Activité: Reproduisez mot pour mot l'intégralité du texte sur l'isolement des seniors et des jeunes.

Extrait de texte:
------------

L’urgence de créer du lien social : séniors et jeunes en souffrance face à l’isolement
Déjà été cruellement mis en lumière au moment de la canicule à l’été 2003, l’isolement des seniors s’est renforcé avec la crise sanitaire : selon les Petits frères des Pauvres, 720 000 seniors n’ont eu aucun contact avec leur famille pendant le confinement ; 13 % ont ressenti de la solitude de façon régulière ; 15 % des plus de 60 ans ne seraient pas sortis pendant le premier confinement. D’après l’observatoire national du suicide de 2020, les personnes de plus de 75 ans se suicident deux fois plus que le reste de la population.
Et le baromètre sur la solitude et l’isolement des plus de 60 ans publié par les petits frères des pauvres en septembre 2021 a révélé que 530 000 personnes âgées sont pratiquement en situation de mort sociale.
Concernant les jeunes , d’après le baromètre[1] de la DJEPVA (direction de la jeunesse, de l’éducation populaire et de la vie associative sur la jeunesse) un jeune sur deux considère ainsi la pandémie comme une période très pénible à vivre. Les jeunes interrogés ont particulièrement mis en avant les difficultés d’ordre psychologique et le sentiment d’isolement, devant les difficultés socio-économiques.
Le sentiment de solitude a été particulièrement exacerbé par la crise sanitaire. En janvier 2021, 33% des 18–30 ans se sentaient seuls contre 21% en moyenne dans la population, un écart qui s’est amplifié depuis le début de la pandémie. Cependant, la crise sanitaire n’a pas freiné l’engagement bénévole des jeunes : 64 % des 18-30 ans interrogés étaient engagés en 2021 au sein d’une structure (association, syndicat, parti politique…), contre 51 % en 2019.

------------

Données enregistrées:
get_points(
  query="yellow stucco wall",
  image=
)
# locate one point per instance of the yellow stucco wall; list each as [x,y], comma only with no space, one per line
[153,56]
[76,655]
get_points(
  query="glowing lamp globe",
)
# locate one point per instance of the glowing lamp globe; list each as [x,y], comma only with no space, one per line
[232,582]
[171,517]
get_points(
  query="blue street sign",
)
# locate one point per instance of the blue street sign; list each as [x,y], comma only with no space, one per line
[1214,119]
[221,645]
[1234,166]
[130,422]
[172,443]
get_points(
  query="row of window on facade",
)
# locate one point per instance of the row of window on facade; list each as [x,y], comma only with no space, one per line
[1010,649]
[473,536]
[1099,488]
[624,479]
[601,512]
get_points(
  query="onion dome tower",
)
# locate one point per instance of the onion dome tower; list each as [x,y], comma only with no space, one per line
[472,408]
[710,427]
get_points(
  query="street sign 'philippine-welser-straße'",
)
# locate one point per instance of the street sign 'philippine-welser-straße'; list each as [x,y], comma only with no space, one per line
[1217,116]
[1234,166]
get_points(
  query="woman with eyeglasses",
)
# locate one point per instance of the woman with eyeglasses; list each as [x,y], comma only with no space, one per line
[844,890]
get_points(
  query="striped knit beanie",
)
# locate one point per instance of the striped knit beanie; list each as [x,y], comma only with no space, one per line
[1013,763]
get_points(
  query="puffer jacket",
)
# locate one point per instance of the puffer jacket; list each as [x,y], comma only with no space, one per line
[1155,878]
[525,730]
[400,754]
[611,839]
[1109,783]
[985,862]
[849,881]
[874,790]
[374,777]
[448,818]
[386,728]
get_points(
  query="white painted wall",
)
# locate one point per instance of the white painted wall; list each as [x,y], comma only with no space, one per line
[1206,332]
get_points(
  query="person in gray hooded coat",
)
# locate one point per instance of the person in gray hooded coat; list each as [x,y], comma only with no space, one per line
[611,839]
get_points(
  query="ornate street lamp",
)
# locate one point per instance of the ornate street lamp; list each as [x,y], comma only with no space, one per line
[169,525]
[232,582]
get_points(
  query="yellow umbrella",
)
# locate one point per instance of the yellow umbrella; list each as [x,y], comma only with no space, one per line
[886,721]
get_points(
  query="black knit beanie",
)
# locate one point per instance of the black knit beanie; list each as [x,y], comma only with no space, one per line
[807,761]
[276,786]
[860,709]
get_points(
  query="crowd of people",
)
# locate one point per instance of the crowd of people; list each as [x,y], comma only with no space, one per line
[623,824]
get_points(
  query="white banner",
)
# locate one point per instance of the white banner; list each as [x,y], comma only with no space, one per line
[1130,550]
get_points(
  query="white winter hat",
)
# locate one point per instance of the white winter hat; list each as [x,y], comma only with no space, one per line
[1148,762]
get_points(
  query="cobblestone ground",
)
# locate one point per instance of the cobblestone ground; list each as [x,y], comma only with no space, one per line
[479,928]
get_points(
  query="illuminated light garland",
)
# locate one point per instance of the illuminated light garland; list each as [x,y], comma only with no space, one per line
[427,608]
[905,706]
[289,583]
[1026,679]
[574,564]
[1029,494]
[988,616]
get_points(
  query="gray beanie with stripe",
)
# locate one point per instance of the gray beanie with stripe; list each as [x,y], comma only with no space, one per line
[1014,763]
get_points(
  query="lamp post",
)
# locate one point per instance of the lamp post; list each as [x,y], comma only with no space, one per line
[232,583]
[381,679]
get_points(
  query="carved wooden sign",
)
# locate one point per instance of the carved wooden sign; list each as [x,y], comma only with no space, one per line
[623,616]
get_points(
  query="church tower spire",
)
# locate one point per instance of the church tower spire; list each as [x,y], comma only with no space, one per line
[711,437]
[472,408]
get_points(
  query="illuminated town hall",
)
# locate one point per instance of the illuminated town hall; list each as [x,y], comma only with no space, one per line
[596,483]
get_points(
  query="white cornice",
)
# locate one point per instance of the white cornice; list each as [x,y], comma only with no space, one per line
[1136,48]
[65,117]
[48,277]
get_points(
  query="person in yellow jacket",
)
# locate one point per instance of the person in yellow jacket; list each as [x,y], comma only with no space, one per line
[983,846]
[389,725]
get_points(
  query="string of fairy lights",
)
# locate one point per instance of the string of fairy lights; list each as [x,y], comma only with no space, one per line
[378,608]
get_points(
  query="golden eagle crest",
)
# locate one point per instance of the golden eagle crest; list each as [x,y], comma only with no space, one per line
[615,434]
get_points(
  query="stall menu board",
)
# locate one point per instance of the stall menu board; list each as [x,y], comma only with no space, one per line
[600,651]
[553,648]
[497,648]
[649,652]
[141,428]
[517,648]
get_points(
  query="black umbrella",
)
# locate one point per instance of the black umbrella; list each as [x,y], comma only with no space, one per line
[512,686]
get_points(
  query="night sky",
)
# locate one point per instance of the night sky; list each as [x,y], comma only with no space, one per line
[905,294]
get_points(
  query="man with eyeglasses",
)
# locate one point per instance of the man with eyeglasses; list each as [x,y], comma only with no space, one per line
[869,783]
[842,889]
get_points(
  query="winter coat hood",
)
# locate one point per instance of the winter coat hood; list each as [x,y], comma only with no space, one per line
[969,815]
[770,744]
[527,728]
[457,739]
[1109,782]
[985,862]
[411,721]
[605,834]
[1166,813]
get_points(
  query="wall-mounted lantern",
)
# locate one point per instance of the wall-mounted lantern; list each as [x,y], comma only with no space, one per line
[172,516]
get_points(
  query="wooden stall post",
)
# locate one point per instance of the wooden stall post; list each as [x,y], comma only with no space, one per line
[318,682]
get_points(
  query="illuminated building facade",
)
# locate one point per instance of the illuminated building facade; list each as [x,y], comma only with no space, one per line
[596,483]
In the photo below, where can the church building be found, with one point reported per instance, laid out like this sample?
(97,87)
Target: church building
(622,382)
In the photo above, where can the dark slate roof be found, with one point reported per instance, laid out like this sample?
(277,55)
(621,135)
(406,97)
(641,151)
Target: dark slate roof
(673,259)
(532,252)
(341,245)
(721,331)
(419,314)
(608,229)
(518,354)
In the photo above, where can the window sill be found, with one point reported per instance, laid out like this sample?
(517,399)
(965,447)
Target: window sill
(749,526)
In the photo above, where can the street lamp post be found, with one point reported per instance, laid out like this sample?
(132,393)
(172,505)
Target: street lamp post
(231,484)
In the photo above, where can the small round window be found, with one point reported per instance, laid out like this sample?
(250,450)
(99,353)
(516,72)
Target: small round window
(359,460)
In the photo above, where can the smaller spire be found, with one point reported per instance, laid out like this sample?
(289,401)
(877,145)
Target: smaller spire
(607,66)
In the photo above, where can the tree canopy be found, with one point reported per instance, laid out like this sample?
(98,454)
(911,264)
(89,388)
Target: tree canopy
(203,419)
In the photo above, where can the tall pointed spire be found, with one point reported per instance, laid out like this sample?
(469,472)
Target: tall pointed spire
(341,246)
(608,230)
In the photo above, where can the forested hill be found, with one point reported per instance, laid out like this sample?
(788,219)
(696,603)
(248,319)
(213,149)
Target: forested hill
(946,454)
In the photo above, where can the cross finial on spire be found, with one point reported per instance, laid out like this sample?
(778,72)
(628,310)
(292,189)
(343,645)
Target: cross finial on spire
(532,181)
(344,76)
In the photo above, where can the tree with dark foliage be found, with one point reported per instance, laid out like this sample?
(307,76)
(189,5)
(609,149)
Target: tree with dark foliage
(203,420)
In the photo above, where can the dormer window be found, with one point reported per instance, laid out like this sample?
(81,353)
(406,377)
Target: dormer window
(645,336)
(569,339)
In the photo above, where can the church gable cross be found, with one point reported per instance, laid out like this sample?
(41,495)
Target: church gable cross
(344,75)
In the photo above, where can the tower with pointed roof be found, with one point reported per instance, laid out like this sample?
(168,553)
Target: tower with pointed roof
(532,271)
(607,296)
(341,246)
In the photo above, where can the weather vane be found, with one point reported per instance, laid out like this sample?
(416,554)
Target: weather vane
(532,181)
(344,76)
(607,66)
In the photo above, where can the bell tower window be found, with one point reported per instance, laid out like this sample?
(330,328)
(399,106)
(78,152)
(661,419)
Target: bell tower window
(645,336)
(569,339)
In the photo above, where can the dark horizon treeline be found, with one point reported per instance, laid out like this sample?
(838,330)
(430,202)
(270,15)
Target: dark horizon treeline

------------

Corrigé:
L’urgence de créer du lien social : séniors et jeunes en souffrance face à l’isolement
Déjà été cruellement mis en lumière au moment de la canicule à l’été 2003, l’isolement des seniors s’est renforcé avec la crise sanitaire : selon les Petits frères des Pauvres, 720 000 seniors n’ont eu aucun contact avec leur famille pendant le confinement ; 13 % ont ressenti de la solitude de façon régulière ; 15 % des plus de 60 ans ne seraient pas sortis pendant le premier confinement. D’après l’observatoire national du suicide de 2020, les personnes de plus de 75 ans se suicident deux fois plus que le reste de la population.
Et le baromètre sur la solitude et l’isolement des plus de 60 ans publié par les petits frères des pauvres en septembre 2021 a révélé que 530 000 personnes âgées sont pratiquement en situation de mort sociale.
Concernant les jeunes , d’après le baromètre[1] de la DJEPVA (direction de la jeunesse, de l’éducation populaire et de la vie associative sur la jeunesse) un jeune sur deux considère ainsi la pandémie comme une période très pénible à vivre. Les jeunes interrogés ont particulièrement mis en avant les difficultés d’ordre psychologique et le sentiment d’isolement, devant les difficultés socio-économiques.
Le sentiment de solitude a été particulièrement exacerbé par la crise sanitaire. En janvier 2021, 33% des 18–30 ans se sentaient seuls contre 21% en moyenne dans la population, un écart qui s’est amplifié depuis le début de la pandémie. Cependant, la crise sanitaire n’a pas freiné l’engagement bénévole des jeunes : 64 % des 18-30 ans interrogés étaient engagés en 2021 au sein d’une structure (association, syndicat, parti politique…), contre 51 % en 2019.